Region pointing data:
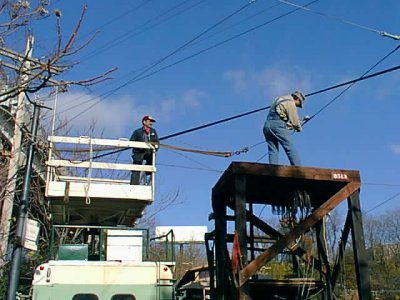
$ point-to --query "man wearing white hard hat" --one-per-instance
(282, 120)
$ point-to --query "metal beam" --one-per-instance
(301, 228)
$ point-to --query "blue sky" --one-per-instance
(258, 53)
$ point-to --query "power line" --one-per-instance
(142, 28)
(266, 107)
(352, 84)
(381, 33)
(261, 109)
(142, 76)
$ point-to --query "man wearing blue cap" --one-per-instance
(282, 120)
(143, 134)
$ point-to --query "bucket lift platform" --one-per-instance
(86, 187)
(301, 195)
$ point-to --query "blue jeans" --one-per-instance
(276, 133)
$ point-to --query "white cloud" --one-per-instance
(395, 149)
(192, 98)
(114, 117)
(274, 81)
(239, 78)
(83, 111)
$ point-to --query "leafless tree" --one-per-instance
(42, 73)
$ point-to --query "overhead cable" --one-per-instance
(351, 84)
(382, 33)
(143, 76)
(266, 107)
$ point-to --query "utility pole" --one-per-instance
(15, 160)
(19, 238)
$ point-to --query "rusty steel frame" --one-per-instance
(233, 191)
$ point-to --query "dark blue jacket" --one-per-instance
(139, 136)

◆ WHAT THE TASK REQUIRES
With the pictures omitted, reproduce the data above exactly.

◆ ANSWER TO THIS EXERCISE
$ point-to --query "man wearing white hard hat" --one-per-instance
(282, 120)
$ point-to --query "metal beam" --one-per-instance
(301, 228)
$ point-to --query "blue sky" --one-per-instance
(258, 53)
$ point-to --query "power line" --one-per-instance
(142, 28)
(266, 107)
(352, 84)
(381, 33)
(261, 109)
(142, 76)
$ point-to --query "man wearing blue cap" --one-per-instance
(282, 120)
(143, 134)
$ point-to --query "bucket lift platform" --one-per-instance
(86, 187)
(301, 195)
$ point-to --query "blue jeans" --one-per-instance
(276, 133)
$ point-to --query "white cloud" --one-per-instance
(395, 149)
(192, 98)
(114, 117)
(274, 81)
(239, 78)
(83, 111)
$ point-to --query "leafless tree" --one-per-instance
(42, 73)
$ point-to --query "overhead cable" --one-per-instance
(351, 84)
(382, 33)
(143, 76)
(266, 107)
$ point-to --query "utility pole" --one-per-instance
(15, 160)
(19, 238)
$ point-to --query "rusty steel frame" --one-per-instance
(233, 191)
$ point-to --query "dark blue jacket" --one-per-instance
(139, 136)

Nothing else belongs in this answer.